## PROVIDED PASSAGE:
[Start of Attachment]

Monday, March 15, 2010

Let's be real...


While we were on our little get-away this weekend, I got to spend some time at the spa. This quiet time alone, gave me plenty of time for my mind to run wild. Fortunately, things didn't get too crazy in this little head of mine, instead I was able to stay fairly focused.
I spent most of the time thinking about my first counseling session - which is coming up on March 24th. Naturally, I am pretty nervous, but I am excited as well. I want to be healthy, not just thin. In my quiet, alone thinking time, here is what I thought about. When I was almost 300 pounds and essentially eating myself to death, how come no one suggested counseling then? Now they are nervous that I might exercise too much and get too thin, so I had better get some help? Seriously?? My issues with food have existed almost my whole life. All I have done now is traded one eating disorder for another.

I think it is easier to call obesity a medical issue rather than an eating disorder. To throw some medication at it and call it good. Here's the deal. If you eat to console, soothe or calm your nerves. If you eat because you are happy, sad or anxious - the reality is there is something going on inside that needs to be dealt with. You can ignore it if you want. I sure did. I have spent the last 18 months thinking that if I was determined enough, strong enough, stubborn enough, then I could win this battle. The truth is - I can win this battle, but I need help.

[End of Attachment]

Dataset entries:
[Start of Attachment]

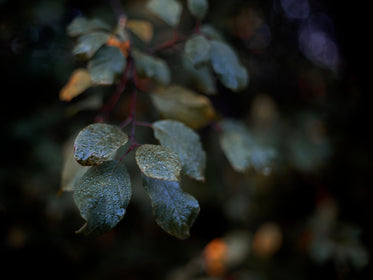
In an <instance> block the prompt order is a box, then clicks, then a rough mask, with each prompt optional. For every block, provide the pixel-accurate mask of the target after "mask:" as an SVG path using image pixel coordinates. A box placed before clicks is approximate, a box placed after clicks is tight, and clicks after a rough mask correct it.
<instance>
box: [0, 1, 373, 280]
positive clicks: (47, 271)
mask: <svg viewBox="0 0 373 280" xmlns="http://www.w3.org/2000/svg"><path fill="white" fill-rule="evenodd" d="M122 2H126V3H127V4H128V6H131V4H133V3H134V2H136V1H122ZM140 2H141V1H137V3H140ZM142 2H143V1H142ZM211 2H214V3H211ZM223 2H224V1H210V4H211V6H212V8H211V11H212V12H211V15H209V17H208V18H207V20H210V21H211V22H212V23H215V24H216V25H217V26H219V27H222V28H223V30H224V34H225V35H226V36H227V37H226V38H227V40H228V41H229V42H230V43H231V44H232V45H234V46H235V48H237V49H238V51H239V53H240V54H245V52H246V51H247V50H245V48H244V44H243V43H242V41H240V40H239V39H238V38H237V37H235V36H234V35H233V34H232V32H230V28H229V19H231V18H232V17H234V16H235V15H237V14H238V13H239V11H240V10H241V9H243V8H245V7H247V6H250V5H253V6H255V7H259V9H260V10H261V11H262V12H263V15H264V18H265V19H266V21H267V23H268V26H269V27H270V30H271V32H272V40H271V44H270V46H269V47H268V49H266V50H264V52H262V53H261V54H255V53H253V52H249V54H248V55H247V58H246V60H245V61H249V60H251V61H254V62H255V61H256V62H257V63H258V64H259V65H261V67H262V69H263V70H260V71H259V70H258V71H257V72H255V70H256V69H251V70H254V71H252V72H253V74H252V76H251V79H252V80H251V83H250V85H249V88H248V90H247V92H246V93H247V94H246V93H243V94H238V95H232V94H230V93H227V92H223V93H222V94H221V96H218V97H213V98H212V100H213V102H214V104H215V105H216V107H217V108H218V109H219V110H220V112H223V114H225V115H226V116H229V117H235V118H241V119H243V118H246V117H247V111H248V108H249V107H250V105H251V104H252V101H253V99H254V97H255V95H256V94H257V93H261V92H266V93H267V94H268V95H269V96H271V98H272V99H273V100H274V102H275V103H276V104H277V108H278V111H279V112H280V114H281V115H283V116H286V118H287V119H288V120H290V123H291V121H294V122H295V121H296V120H297V116H298V115H297V114H298V113H301V112H308V111H316V112H318V113H320V114H321V115H322V116H323V121H324V124H325V126H326V129H327V135H328V139H329V141H330V143H331V146H332V150H333V152H332V155H331V156H330V157H328V160H327V161H326V162H325V163H324V164H322V167H320V168H317V170H311V171H309V170H308V171H304V170H300V169H298V168H296V166H295V167H294V166H290V167H289V168H287V169H285V171H286V172H285V171H284V169H281V170H282V171H281V172H283V173H281V172H279V173H277V174H275V175H273V176H275V177H274V178H273V181H276V182H277V185H279V186H281V185H286V188H282V189H281V187H280V188H279V189H278V188H276V191H273V192H272V193H271V194H270V195H267V196H266V199H264V200H263V202H262V203H269V206H268V205H267V208H268V209H267V208H266V209H267V210H262V211H259V212H258V216H257V217H255V218H254V219H251V220H250V223H248V224H245V223H239V222H237V221H234V220H231V219H230V218H229V217H227V215H226V214H225V213H224V207H223V204H224V198H225V197H226V195H227V197H229V195H231V194H232V191H231V190H229V189H227V188H229V183H227V182H230V183H232V182H233V183H232V184H233V185H235V183H234V182H237V181H240V180H244V179H242V178H243V177H242V175H240V174H236V173H234V172H233V171H226V170H227V169H229V166H225V165H227V164H226V162H223V163H225V165H224V164H223V163H222V164H221V165H222V166H223V167H222V166H220V165H219V168H225V169H224V170H225V171H224V172H223V173H224V174H226V175H227V176H228V179H227V178H226V179H223V180H222V183H221V185H218V186H217V185H216V184H213V183H211V182H216V181H219V178H221V176H223V175H219V173H220V171H215V170H213V169H208V170H209V173H208V174H209V175H210V176H216V178H218V179H216V180H213V179H212V180H210V183H209V182H207V183H206V184H205V185H198V186H197V187H195V186H194V187H193V186H192V187H191V188H190V191H189V192H191V193H192V194H193V195H194V196H195V197H196V198H197V199H198V200H199V202H200V206H201V213H200V216H199V217H198V219H197V221H196V223H195V224H194V226H193V228H192V232H191V234H192V236H191V238H189V239H187V240H185V241H179V240H176V239H174V238H172V237H171V236H168V235H167V234H166V233H164V232H163V231H162V230H161V229H159V228H158V227H157V226H156V225H155V223H154V222H153V220H152V217H151V214H150V212H149V211H151V210H150V208H149V207H148V206H147V205H145V204H149V201H147V200H142V199H138V200H136V199H134V201H133V202H131V204H130V206H129V208H128V211H127V214H126V216H125V218H124V220H123V221H122V222H121V223H120V224H119V225H118V226H117V227H116V228H115V229H114V230H113V231H112V232H110V233H108V234H106V235H104V236H102V237H98V238H87V237H82V236H79V235H76V234H74V231H75V230H76V229H78V228H79V227H80V226H81V224H82V223H83V221H82V219H81V218H80V215H79V211H78V210H77V209H76V208H75V206H74V203H73V201H72V197H71V194H69V193H63V194H62V195H60V196H58V195H57V194H58V190H59V184H60V171H61V166H62V158H61V149H62V148H61V147H62V145H63V144H64V142H65V141H66V139H67V138H69V137H70V136H71V135H72V134H73V132H74V131H75V129H76V128H77V127H82V126H84V125H86V124H88V123H90V122H92V121H93V117H94V115H95V113H94V112H91V111H89V112H81V113H79V114H77V115H75V116H73V117H67V116H66V113H65V112H66V107H67V106H68V104H67V103H64V102H61V101H59V100H58V92H59V90H60V88H61V87H62V86H63V85H64V83H65V82H66V80H67V78H68V77H69V74H70V73H71V71H72V70H73V69H74V68H76V65H77V64H79V62H77V61H76V60H75V59H74V57H73V56H72V55H71V49H72V46H73V42H72V40H71V39H70V38H69V37H68V36H67V35H66V33H65V29H66V26H67V24H68V23H69V22H70V21H71V20H72V19H73V18H74V17H75V16H77V15H80V14H83V15H86V16H89V17H90V16H96V15H97V16H99V15H102V16H103V17H105V18H109V20H108V21H110V13H112V10H111V6H110V3H109V2H108V1H107V2H106V1H89V2H86V1H41V0H39V1H5V0H3V1H0V15H1V17H0V58H1V64H2V66H3V71H2V74H1V76H2V79H1V80H2V101H1V104H2V106H1V111H0V112H1V117H2V120H3V121H2V137H1V138H2V148H3V153H2V154H3V160H2V161H1V169H0V184H1V189H0V217H1V231H0V238H1V243H0V244H1V245H0V246H1V249H0V252H1V255H2V259H3V261H2V262H1V265H0V267H1V268H2V274H3V275H4V276H5V275H12V277H13V276H18V275H21V274H22V275H29V276H31V275H32V276H35V277H38V276H45V277H53V278H65V277H69V278H73V279H75V278H79V279H86V278H90V279H103V278H105V279H149V278H150V279H165V277H166V276H167V275H169V272H170V271H171V270H173V269H175V268H177V267H183V266H185V265H186V264H187V263H188V262H190V260H192V259H193V258H195V257H196V256H199V255H200V254H202V250H203V248H204V247H205V246H206V244H207V243H208V242H209V241H211V239H213V238H216V237H222V236H224V234H226V233H227V232H229V231H230V230H232V229H235V228H239V229H245V230H247V231H248V232H252V231H255V229H257V228H258V226H259V225H260V224H261V223H263V222H265V221H267V220H274V221H276V222H277V223H278V224H280V226H281V227H282V229H283V232H284V234H285V237H284V238H285V240H286V241H284V245H283V247H282V248H281V250H280V251H279V252H278V253H277V254H276V255H275V256H274V258H273V259H272V260H271V261H270V262H267V261H263V262H260V261H258V260H256V262H253V264H252V265H251V266H249V267H248V268H247V267H245V266H243V268H246V269H249V270H250V271H252V273H253V274H252V275H254V276H247V278H238V277H237V278H234V277H233V276H230V277H231V278H228V276H227V278H226V279H301V278H303V279H314V278H315V277H318V278H325V279H368V278H369V275H370V273H371V269H370V268H369V266H365V267H363V268H361V269H355V268H353V267H352V268H351V267H349V266H348V265H342V266H338V265H335V261H333V260H328V261H327V262H325V263H322V264H317V263H315V262H314V261H312V260H311V259H310V258H309V256H308V255H307V253H305V252H298V251H294V248H293V247H292V246H291V245H290V244H292V242H291V238H292V236H293V234H295V233H294V231H297V230H299V228H302V226H303V224H304V222H305V221H306V220H307V219H308V218H309V217H310V216H312V214H313V213H314V211H315V209H316V208H317V205H318V204H317V203H318V198H320V196H323V194H325V193H326V194H327V195H326V196H327V197H330V198H332V199H333V200H334V201H336V203H337V205H338V210H339V211H338V213H339V214H338V221H339V222H340V223H342V224H344V223H346V224H353V225H355V226H356V227H358V228H359V229H361V230H362V234H361V236H360V241H361V242H362V246H363V247H364V248H365V250H366V251H367V252H370V248H371V247H372V241H371V235H372V231H371V230H370V227H369V226H370V223H371V221H372V219H373V208H372V197H373V196H372V195H373V192H372V186H371V184H370V180H369V179H370V174H371V170H372V167H373V166H372V165H373V164H372V160H371V143H372V136H371V134H370V129H369V128H370V122H369V119H370V118H369V115H370V114H369V113H370V103H369V102H368V96H369V92H368V91H367V87H365V86H366V84H367V80H368V79H367V78H368V73H369V63H368V61H367V60H368V57H370V52H369V51H368V50H367V46H368V45H369V35H370V34H369V33H368V31H369V30H368V23H367V22H368V19H369V17H368V15H367V14H366V12H365V11H367V7H363V6H362V5H363V4H361V3H352V2H351V1H343V3H340V2H338V3H335V2H333V1H326V2H325V1H320V2H322V3H318V2H312V3H315V4H313V5H314V6H313V8H314V9H315V10H314V11H316V10H317V11H319V12H323V13H325V14H326V15H328V17H329V18H330V19H331V21H332V22H333V26H334V32H333V34H334V38H335V42H336V43H337V46H338V48H339V50H340V57H341V59H342V64H341V65H340V66H339V69H338V74H337V75H334V74H331V72H332V71H331V70H329V69H321V70H315V71H320V73H321V74H320V75H321V76H323V77H327V78H326V79H325V80H326V83H327V85H326V88H327V90H326V95H325V96H324V97H322V98H321V99H320V98H319V97H318V96H315V92H313V91H312V90H307V89H306V90H305V91H306V94H305V95H304V94H302V93H301V90H300V88H299V86H298V85H299V83H298V79H299V76H298V75H300V74H299V73H300V72H302V69H303V68H302V67H304V69H306V68H307V67H308V68H310V67H311V68H312V67H315V69H319V66H314V65H312V62H309V61H307V59H306V58H304V56H303V55H302V53H300V51H299V49H298V46H297V28H298V24H299V22H297V21H291V20H288V19H285V18H284V17H283V16H282V15H281V13H280V12H279V11H278V9H277V10H276V9H275V6H276V5H277V6H278V5H279V2H278V1H274V2H273V1H238V0H237V1H230V2H229V3H230V4H229V9H226V6H225V5H224V4H223ZM276 3H277V4H276ZM127 4H126V6H125V7H127ZM134 13H135V14H136V10H135V12H134ZM111 17H112V19H111V23H113V22H115V14H114V13H112V15H111ZM294 59H295V60H296V61H297V62H298V61H300V62H299V63H298V64H296V67H294ZM268 61H269V62H268ZM258 64H254V65H258ZM250 65H251V67H253V66H252V64H250ZM273 65H275V67H273ZM302 65H304V66H302ZM310 65H311V66H310ZM268 69H269V71H267V70H268ZM329 77H331V78H329ZM308 86H311V85H308ZM222 90H223V91H224V89H222ZM83 98H84V97H83ZM83 98H82V99H83ZM202 133H203V134H207V135H208V134H209V133H208V132H206V131H202ZM206 143H207V142H206ZM206 143H205V145H207V144H206ZM208 143H210V142H208ZM211 146H213V144H211ZM207 150H208V151H211V152H213V153H214V152H215V150H214V148H213V147H212V148H210V146H209V148H208V149H207ZM216 158H217V159H219V160H224V159H223V157H222V156H221V155H220V157H219V155H218V156H216ZM224 166H225V167H224ZM229 176H230V177H229ZM281 180H283V181H281ZM273 181H271V182H273ZM237 184H238V183H237ZM272 184H273V183H272ZM299 186H301V187H299ZM193 191H195V192H193ZM237 192H238V193H239V192H240V189H239V190H238V191H237ZM320 193H322V195H320ZM135 195H136V192H135ZM139 196H141V194H139ZM254 263H255V264H254ZM263 263H265V264H263ZM256 264H258V265H256ZM294 267H296V268H297V269H295V268H294ZM341 267H342V268H341ZM255 275H256V276H255ZM258 275H259V276H258ZM202 276H203V274H202ZM202 276H201V277H202ZM6 277H8V276H5V278H6ZM250 277H252V278H250ZM255 277H256V278H255ZM196 279H197V278H196ZM208 279H209V278H208Z"/></svg>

[End of Attachment]

## WHAT YOU WILL DO:
- A) List each quality that the writer of the blog post about counseling once believed would be enough to win this battle.
- B) Carry the blog post about counseling forward, starting right after its final sentence.

## ANSWERS BY ITEM NUMBER:
- A) Determined, strong, stubborn

- B)
I wish I had started this part sooner.
What I want to say is...if you are overweight, and you are wanting to lose weight and get healthy, I know it's hard to get started. If the gym scares you and you aren't quite ready to count calories. Start here. Start with finding someone to talk to. Someone who can help you define you relationship with food. JUST START. Don't wait. I can practically guarantee - that if you can get this part started, the weight loss will follow.

Now, if you are a person who is like me and lost weight already, take a minute and be 100% real with yourself. In the privacy of your heart and mind. In the quiet of your home, examine your place in all of this. If you think you want help - just ask. If you are like me, you have invested time, energy and money into getting healthy. Finish strong - and make it count.


We can so do this!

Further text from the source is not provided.